++++ READING PASSAGE
Well, the motivation for d84c9ebdac1e was not so much an optimization but
rather to provide better visibility to the generic code what needs writing
out. Otherwise we had to special-case data journalling in a lot of places
that tried to do "clean the inode & purge the page cache" because simple
filemap_write_and_wait() was not enough to get the dirty pages in the inode
to disk.

								Honza

> diff --git a/fs/ext4/inode.c b/fs/ext4/inode.c
> index 94c7d2d828a6..d3c138003ad3 100644
> --- a/fs/ext4/inode.c
> +++ b/fs/ext4/inode.c
> @@ -1009,7 +1009,12 @@ int ext4_walk_page_buffers(handle_t *handle, struct inode *inode,
>   */
>  static int ext4_dirty_journalled_data(handle_t *handle, struct buffer_head *bh)
>  {
> -	folio_mark_dirty(bh->b_folio);
> +	struct folio *folio = bh->b_folio;
> +	struct inode *inode = folio->mapping->host;
> +
> +	/* only regular files have a_ops */
> +	if (S_ISREG(inode->i_mode))
++++++++
++++ STORED DATA
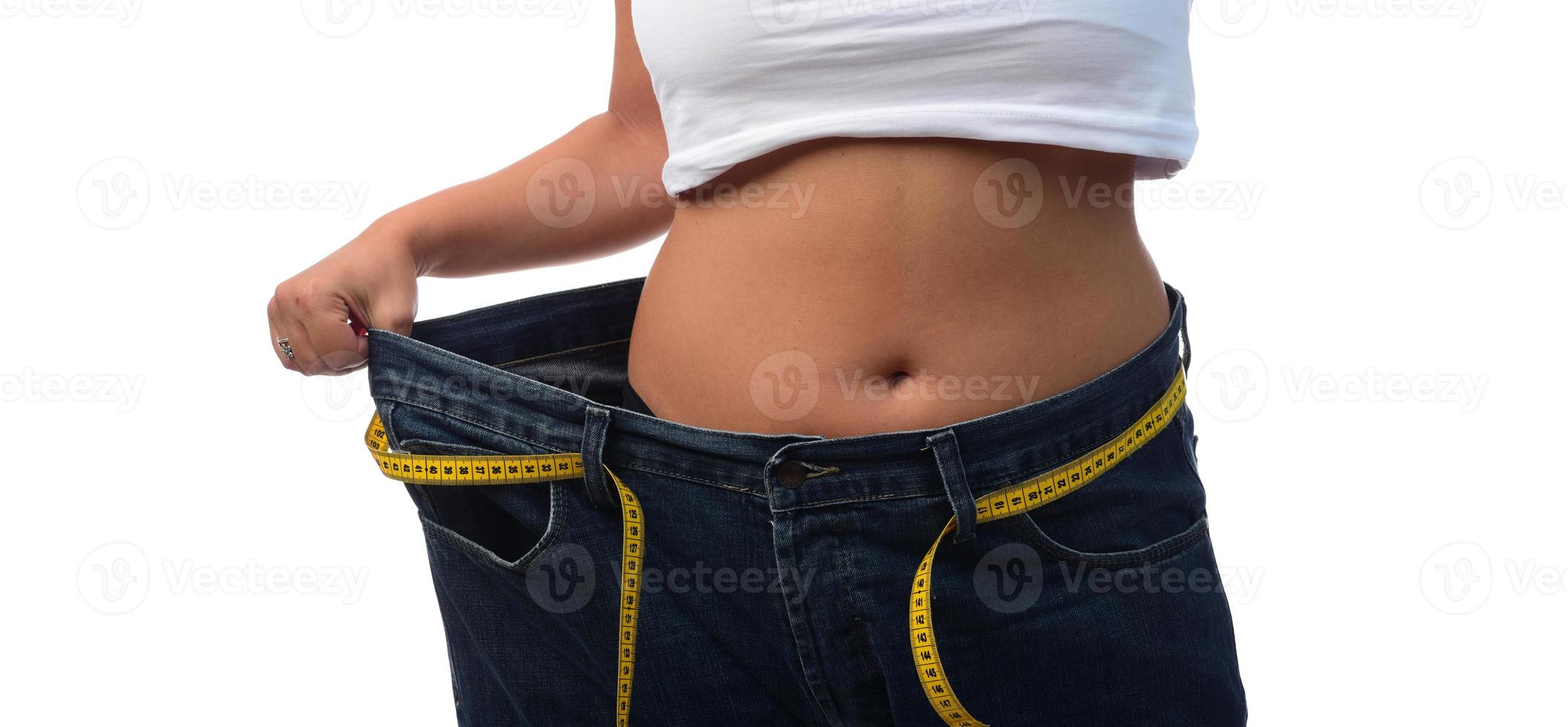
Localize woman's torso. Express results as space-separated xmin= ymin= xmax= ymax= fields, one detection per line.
xmin=630 ymin=138 xmax=1170 ymax=435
++++++++
TASK INSTRUCTIONS:
a: In the ext4 journalling message, what does the writer say was the motivation for d84c9ebdac1e?
b: Continue the ext4 journalling message from its last line.

RESPONSES PER TASK:
a: It was meant to give the generic code better visibility of what needs writing out, rather than to serve as an optimization.

b:
> +		folio_mark_dirty(folio);
>  	return ext4_handle_dirty_metadata(handle, NULL, bh);
>  }
>  
> -- 
> 2.49.0
> 
-- 
Jan Kara <jack@suse.com>
SUSE Labs, CR

^ permalink raw reply	[flat|nested] 4+ messages in thread

* Re: [PATCH] ext4: only dirty folios when data journaling regular files
  2025-05-19 10:24 ` Jan Kara
@ 2025-05-19 12:34   ` Brian Foster
  0 siblings, 0 replies; 4+ messages in thread
From: Brian Foster @ 2025-05-19 12:34 UTC (permalink / raw)
  To: Jan Kara; +Cc: linux-ext4

On Mon, May 19, 2025 at 12:24:32PM +0200, Jan Kara wrote:
> On Fri 16-05-25 13:38:00, Brian Foster wrote:
> > fstest generic/388 occasionally reproduces a crash that looks as
> > follows:
> > 
> > BUG: kernel NULL pointer dereference, address: 0000000000000000
> > ...
> > Call Trace:
> >  <TASK>
> >  ext4_block_zero_page_range+0x30c/0x380 [ext4]
> >  ext4_truncate+0x436/0x440 [ext4]
> >  ext4_process_orphan+0x5d/0x110 [ext4]
> >  ext4_orphan_cleanup+0x124/0x4f0 [ext4]
> >  ext4_fill_super+0x262d/0x3110 [ext4]
> >  get_tree_bdev_flags+0x132/0x1d0
> >  vfs_get_tree+0x26/0xd0
> >  vfs_cmd_create+0x59/0xe0
> >  __do_sys_fsconfig+0x4ed/0x6b0
> >  do_syscall_64+0x82/0x170
> >  ...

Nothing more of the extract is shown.